>> BEGIN Supplied entries

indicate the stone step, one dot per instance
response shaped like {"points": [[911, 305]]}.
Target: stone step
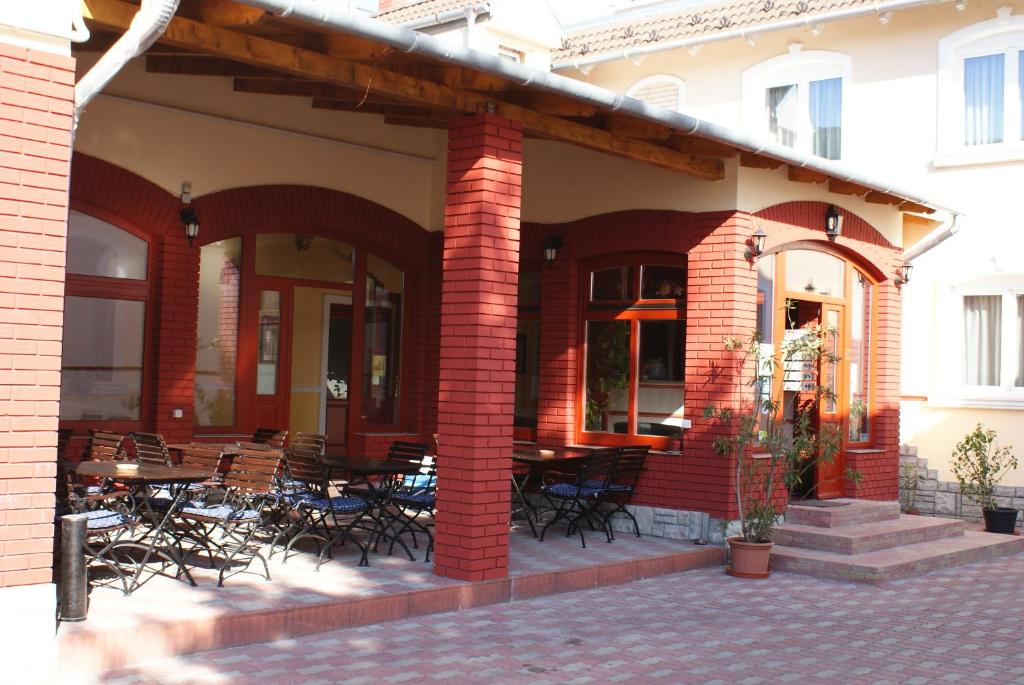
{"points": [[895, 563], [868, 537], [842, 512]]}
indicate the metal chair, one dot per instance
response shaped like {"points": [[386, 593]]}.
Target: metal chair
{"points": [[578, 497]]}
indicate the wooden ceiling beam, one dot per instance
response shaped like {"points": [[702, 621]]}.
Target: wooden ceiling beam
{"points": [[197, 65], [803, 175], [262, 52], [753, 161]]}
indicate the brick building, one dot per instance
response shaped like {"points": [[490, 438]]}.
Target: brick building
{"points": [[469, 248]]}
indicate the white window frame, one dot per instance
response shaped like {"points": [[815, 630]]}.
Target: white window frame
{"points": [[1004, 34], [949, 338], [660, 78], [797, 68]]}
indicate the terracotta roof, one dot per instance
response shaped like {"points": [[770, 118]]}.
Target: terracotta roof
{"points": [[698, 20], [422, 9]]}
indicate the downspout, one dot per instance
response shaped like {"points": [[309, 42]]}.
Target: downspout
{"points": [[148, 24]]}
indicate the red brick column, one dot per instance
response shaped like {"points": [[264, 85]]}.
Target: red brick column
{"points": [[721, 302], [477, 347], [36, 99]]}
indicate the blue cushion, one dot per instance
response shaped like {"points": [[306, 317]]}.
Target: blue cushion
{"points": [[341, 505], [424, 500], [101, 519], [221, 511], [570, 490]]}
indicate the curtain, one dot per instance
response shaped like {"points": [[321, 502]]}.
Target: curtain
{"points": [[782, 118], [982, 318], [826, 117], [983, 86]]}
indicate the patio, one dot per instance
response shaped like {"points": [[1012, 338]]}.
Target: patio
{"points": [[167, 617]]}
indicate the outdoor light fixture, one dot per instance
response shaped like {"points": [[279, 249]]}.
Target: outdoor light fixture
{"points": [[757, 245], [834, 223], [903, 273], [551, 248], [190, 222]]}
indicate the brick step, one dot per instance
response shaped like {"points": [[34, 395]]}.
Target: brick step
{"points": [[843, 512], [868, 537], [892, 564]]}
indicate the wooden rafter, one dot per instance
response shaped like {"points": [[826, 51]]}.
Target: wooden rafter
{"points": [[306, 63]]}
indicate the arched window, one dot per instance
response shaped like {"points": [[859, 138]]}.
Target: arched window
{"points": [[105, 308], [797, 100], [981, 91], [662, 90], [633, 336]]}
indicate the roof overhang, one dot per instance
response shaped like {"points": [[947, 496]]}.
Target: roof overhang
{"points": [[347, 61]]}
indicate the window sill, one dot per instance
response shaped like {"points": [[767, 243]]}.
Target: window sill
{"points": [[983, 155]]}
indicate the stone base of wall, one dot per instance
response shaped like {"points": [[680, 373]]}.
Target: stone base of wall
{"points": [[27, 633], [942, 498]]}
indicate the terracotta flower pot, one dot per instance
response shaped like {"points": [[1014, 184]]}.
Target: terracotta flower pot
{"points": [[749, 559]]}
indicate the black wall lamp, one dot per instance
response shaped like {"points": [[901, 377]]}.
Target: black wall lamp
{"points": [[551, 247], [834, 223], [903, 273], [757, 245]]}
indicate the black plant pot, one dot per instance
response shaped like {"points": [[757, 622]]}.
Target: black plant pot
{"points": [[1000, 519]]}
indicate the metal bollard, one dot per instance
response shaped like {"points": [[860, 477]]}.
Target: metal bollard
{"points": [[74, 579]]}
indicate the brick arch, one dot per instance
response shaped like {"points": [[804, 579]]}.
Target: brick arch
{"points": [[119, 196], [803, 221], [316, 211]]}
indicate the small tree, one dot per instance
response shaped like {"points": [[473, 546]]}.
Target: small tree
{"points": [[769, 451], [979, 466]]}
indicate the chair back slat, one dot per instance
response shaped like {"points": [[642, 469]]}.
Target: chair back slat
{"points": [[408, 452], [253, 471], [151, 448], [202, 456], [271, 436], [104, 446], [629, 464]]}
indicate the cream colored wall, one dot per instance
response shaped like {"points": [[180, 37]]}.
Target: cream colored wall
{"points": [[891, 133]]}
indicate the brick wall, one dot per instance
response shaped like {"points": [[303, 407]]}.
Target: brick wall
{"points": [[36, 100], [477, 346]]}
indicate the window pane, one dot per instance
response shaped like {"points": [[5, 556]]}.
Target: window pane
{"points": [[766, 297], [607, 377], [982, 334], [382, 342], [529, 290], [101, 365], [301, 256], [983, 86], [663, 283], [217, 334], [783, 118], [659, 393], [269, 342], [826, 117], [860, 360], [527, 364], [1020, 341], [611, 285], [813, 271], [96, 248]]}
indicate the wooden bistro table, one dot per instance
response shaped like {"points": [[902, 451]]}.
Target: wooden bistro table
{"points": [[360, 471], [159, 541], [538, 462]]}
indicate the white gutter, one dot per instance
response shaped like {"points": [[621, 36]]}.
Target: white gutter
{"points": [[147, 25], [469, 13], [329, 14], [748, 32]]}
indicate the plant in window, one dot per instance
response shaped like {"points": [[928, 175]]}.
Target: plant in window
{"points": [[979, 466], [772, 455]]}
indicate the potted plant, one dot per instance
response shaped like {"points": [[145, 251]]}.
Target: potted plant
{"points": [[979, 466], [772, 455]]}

>> END Supplied entries
>> BEGIN Supplied entries

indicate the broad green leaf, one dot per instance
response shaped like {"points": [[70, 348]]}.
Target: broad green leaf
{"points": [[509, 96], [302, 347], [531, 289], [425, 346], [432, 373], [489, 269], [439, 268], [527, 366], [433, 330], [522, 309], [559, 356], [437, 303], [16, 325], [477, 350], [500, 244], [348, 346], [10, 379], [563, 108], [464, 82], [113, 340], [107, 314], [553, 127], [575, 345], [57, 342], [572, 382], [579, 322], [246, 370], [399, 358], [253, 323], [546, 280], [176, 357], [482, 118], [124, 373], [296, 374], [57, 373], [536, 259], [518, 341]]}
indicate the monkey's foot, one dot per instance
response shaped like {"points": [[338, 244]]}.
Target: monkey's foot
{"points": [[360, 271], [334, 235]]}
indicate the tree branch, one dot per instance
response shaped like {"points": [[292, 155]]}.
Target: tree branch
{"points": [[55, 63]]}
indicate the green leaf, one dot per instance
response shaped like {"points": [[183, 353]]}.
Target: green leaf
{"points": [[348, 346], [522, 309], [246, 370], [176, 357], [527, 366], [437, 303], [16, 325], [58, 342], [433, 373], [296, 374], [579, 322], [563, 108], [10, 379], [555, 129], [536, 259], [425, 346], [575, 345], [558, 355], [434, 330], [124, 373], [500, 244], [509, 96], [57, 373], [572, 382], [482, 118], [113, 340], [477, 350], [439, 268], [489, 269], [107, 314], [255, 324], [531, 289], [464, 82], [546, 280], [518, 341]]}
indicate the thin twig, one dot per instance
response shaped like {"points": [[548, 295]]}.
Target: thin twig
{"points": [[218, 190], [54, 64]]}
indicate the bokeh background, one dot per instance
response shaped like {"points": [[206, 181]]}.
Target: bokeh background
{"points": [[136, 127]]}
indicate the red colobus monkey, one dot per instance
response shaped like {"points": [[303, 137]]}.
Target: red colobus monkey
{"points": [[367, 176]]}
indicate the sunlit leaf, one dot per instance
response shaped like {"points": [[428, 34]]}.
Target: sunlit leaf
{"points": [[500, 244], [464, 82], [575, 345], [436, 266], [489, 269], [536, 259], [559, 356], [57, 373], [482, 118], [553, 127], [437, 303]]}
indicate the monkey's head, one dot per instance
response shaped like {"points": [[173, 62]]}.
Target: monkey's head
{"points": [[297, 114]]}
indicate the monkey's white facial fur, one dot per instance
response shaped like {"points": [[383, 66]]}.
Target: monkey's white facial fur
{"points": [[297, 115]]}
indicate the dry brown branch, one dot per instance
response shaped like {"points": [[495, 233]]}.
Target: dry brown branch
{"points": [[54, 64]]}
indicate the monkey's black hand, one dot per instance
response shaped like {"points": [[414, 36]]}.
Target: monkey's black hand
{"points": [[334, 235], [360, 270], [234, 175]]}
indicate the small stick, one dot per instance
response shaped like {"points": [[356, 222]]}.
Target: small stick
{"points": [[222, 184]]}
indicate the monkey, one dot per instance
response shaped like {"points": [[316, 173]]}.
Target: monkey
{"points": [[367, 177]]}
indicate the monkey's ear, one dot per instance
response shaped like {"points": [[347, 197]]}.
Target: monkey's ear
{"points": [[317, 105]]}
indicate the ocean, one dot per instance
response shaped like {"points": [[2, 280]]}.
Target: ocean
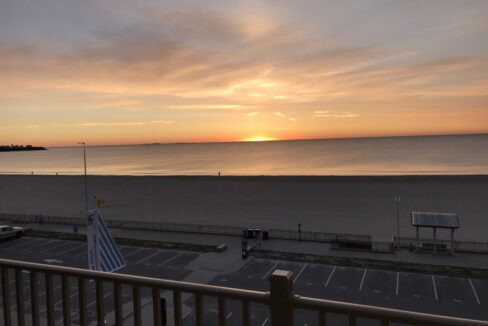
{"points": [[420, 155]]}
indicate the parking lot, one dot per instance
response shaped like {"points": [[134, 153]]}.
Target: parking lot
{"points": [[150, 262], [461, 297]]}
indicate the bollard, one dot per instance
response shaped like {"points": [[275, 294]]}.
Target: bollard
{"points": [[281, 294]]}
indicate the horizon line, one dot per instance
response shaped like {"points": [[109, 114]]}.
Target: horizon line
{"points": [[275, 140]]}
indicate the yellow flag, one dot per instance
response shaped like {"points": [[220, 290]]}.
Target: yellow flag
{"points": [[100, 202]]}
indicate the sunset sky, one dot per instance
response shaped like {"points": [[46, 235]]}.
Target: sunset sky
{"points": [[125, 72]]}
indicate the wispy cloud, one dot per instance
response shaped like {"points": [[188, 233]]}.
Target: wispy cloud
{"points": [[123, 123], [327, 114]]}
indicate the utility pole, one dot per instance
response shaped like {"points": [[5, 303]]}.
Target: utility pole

>> END Supplied entries

Goal of the exercise: Collect every line of the records above that contains the string "table", treating uppercase and lowercase as distinct, and reproduce each such line in full.

Output of the task:
indicate the wooden bistro table, one dot per instance
Target: wooden bistro table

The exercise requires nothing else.